=== TRECHO DO TEXTO ===

A pesquisa aponta que, ao excluir o inibidor do indivíduo com dieta gordurosa, o AMPK é reativado e retoma sua função reguladora do metabolismo, controlando melhor um processo chamado "homeostase".

"Nossos resultados revelam que SAPS3 é um regulador negativo de AMPK e a supressão dele funciona como um guardião quando o metabolismo é perturbado. Representa uma estratégia terapêutica potencial para tratar síndromes metabólicas", afirmam no artigo.

EQUILÍBRIO NUTRICIONAL METABÓLICO

O AMPK detecta a nutrição do corpo e age para mantê-lo equilibrado. De acordo com nota divulgada pela UCI, quando esse complexo de proteínas, por exemplo, "detecta que a glicose do sangue está baixa, ele pode aumentar a quebra de lipídios para produzir energia em seu lugar".

Ingerir grandes quantidades de gordura bloqueia essa atividade do complexo causa o desequilíbrio que leva a quadros como o da diabetes ou o da obesidade.

Para saber como essa regulação funcionava, biólogos da UCI eliminaram o SAPS3 do genoma de um grupo de camundongos e os alimentaram com refeições com 45% de gordura.

===

• TAREFAS DO EXERCÍCIO:
A: No texto sobre o AMPK, que quantidade de gordura tinham as refeições dadas aos camundongos?
B: Retome o texto sobre o AMPK a partir do ponto em que ele para.

=== MATERIAL FORNECIDO ===

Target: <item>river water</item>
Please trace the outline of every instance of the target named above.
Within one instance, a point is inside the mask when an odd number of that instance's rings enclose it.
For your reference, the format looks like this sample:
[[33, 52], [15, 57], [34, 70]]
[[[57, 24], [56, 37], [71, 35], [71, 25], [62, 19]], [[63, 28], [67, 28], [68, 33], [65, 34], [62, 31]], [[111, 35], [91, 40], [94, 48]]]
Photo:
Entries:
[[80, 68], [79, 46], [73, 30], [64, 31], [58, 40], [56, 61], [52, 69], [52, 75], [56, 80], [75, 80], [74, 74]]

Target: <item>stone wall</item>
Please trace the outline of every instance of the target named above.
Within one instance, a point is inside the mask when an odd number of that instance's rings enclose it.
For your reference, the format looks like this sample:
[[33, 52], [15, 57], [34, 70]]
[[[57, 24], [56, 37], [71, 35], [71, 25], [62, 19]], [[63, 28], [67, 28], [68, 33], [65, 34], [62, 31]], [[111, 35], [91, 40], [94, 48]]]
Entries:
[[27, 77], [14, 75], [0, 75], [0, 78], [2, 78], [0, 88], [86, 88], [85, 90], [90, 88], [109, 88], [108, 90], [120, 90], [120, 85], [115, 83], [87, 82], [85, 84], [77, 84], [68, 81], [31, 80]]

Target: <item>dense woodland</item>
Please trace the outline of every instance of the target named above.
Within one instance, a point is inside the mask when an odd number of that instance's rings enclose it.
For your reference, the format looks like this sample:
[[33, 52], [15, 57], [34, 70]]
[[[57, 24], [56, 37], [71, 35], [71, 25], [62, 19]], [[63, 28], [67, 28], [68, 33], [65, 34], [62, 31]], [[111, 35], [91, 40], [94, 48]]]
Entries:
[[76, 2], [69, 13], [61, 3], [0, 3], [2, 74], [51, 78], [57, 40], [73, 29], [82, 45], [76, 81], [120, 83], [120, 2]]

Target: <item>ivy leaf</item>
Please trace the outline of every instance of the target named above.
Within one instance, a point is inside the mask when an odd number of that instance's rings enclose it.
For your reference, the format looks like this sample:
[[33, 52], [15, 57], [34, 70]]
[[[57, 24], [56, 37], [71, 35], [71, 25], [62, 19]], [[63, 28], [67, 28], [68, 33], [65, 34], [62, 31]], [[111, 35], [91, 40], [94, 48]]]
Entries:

===

• RESPOSTAS:
A: As refeições tinham 45% de gordura.

B:
No comunicado da UCI, Mei Kong, professor de biologia molecular e bioquímica e autor correspondente do estudo, afirmou que os resultados surpreenderam a equipe. "Remover o componente inibidor SAPS3 liberou a ativação da AMPK nesses camundongos, permitindo que eles mantivessem um equilíbrio energético normal apesar de comer uma grande quantidade de gordura", declarou.

Na prática, isso significou que os ratos que comeram muita gordura ainda assim mantiveram o peso normal, evitando a obesidade e o desenvolvimento de diabetes. Ying Yang, cientista do projeto, por sua vez, apontou à UCI que proposta de uma nova terapia toma como base o bloqueio da inibição e a reativação do AMPK nas pessoas.

"Pode ajudar a superar distúrbios como obesidade, diabetes, doença hepática gordurosa e outros", afirma. A próxima etapa é desenvolver moléculas que possam inibir o SAPS3 para restaurar o equilíbrio de metabolismo que não tiveram seu genoma alterado. Também devem estudar o papel do SAPS3 em outras condições de sistemas metabólicos perturbados, como câncer e envelhecimento.

A projeção da OMS (Organização Mundial de Saúde) é de que, até 2025, cerca de 2,3 bilhões de adultos ao redor do mundo estejam acima do peso, o que equivale dizer uma a cada três pessoas ou 32,5% da população do planeta. Destes, 700 milhões estarão obesos, com um índice de massa corporal (IMC) acima de 30.

Em âmbito nacional, de acordo com o Mapa da Obesidade da Associação Brasileira para o Estudo da Obesidade e Síndrome Metabólica (Abeso), estima-se que metade da população (55,4%) já tem excesso de peso (IMC igual ou maior que 25). A obesidade atinge quase um quinto dos brasileiros (19,8%).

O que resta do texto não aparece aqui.